**Text for analysis**
+++++

Using opencode, there's no way to force the LLM into a protocols that limits their damage to a remote system or a narrow scope of tools. Yes, you can change permissions on various tools, but that's not the weakness that's exposed by these types of events. The weakness is the LLM is a averaged 'problem solver' so will always tend towards a use case that's not novel, and will tend to do whatever it saw on stackoverflow, even if what you wanted isn't the stackoverflow answer.

nijave · 2026-05-05T21:37:32 1778017052

>But that won't take away the inability of the LLM from confusing whats in dev, whats in production, whats in localhost and whats remote

In my experience, Claude Code with Opus 4.7 tends to assume things are production unless explicitly told otherwise.

>there's no way to force the LLM into a protocols that limits their damage to a remote system or a narrow scope of tools

Might not be able to force it but prompting and context help. An AGENTS.md that explicitly calls out what is and isn't production helps (at least with Claude Code)

Not sure about OpenCode but in Claude Code, memories also help (more injected context)

+++++

**Data excerpts**
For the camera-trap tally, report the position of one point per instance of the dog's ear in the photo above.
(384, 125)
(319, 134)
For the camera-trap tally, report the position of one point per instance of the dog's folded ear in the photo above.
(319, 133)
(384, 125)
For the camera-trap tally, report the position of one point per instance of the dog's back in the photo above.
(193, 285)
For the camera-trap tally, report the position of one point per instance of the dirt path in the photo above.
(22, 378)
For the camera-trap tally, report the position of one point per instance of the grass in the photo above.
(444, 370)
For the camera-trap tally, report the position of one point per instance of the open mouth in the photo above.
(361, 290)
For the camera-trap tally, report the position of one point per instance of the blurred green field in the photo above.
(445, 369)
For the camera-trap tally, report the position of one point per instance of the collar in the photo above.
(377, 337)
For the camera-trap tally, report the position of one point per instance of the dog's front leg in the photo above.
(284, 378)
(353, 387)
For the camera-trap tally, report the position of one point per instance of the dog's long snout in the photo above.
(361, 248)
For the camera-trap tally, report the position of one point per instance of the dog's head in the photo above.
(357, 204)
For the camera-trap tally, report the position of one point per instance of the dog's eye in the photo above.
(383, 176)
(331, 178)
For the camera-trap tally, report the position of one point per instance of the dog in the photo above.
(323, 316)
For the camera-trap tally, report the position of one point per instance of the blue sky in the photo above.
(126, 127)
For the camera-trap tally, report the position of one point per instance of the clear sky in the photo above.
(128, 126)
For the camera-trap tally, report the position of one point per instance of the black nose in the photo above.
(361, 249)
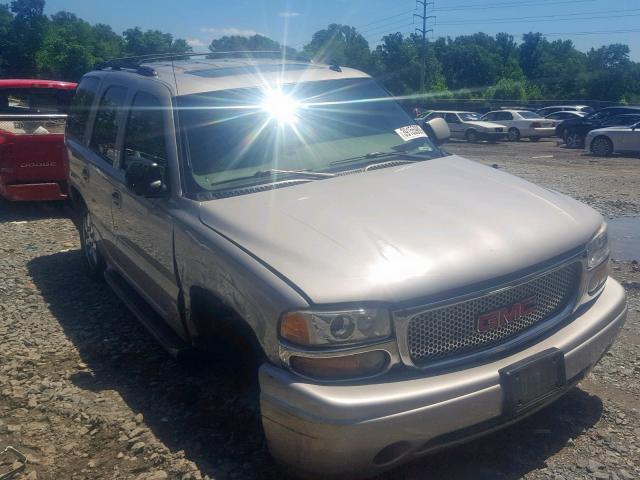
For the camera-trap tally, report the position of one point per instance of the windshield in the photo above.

+++++

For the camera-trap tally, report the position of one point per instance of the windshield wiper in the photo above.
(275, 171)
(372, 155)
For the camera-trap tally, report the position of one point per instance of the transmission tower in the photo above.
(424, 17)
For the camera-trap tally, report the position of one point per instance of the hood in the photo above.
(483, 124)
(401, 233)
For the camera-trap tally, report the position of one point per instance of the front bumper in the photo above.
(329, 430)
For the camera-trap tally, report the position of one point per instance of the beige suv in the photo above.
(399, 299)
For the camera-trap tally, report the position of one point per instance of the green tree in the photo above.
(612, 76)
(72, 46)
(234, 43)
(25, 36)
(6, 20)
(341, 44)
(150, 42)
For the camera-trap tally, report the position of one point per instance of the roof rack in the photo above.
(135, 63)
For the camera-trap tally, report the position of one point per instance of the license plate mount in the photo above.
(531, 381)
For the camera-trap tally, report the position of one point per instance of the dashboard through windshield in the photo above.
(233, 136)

+++++

**Task requirements**
• 1. In the forum thread, what does Claude Code with Opus 4.7 tend to assume unless explicitly told otherwise?
• 2. Which environments does the quoted line in the forum thread say the LLM cannot keep apart? List every one.
• 3. Reproduce everything in the forum thread from "Might not be" down to "(more injected context)".
The material comes from a different source than the forum thread.

**List of answers**
• 1. It tends to assume things are production.

• 2.
- dev
- production
- localhost
- remote

• 3.
Might not be able to force it but prompting and context help. An AGENTS.md that explicitly calls out what is and isn't production helps (at least with Claude Code)

Not sure about OpenCode but in Claude Code, memories also help (more injected context)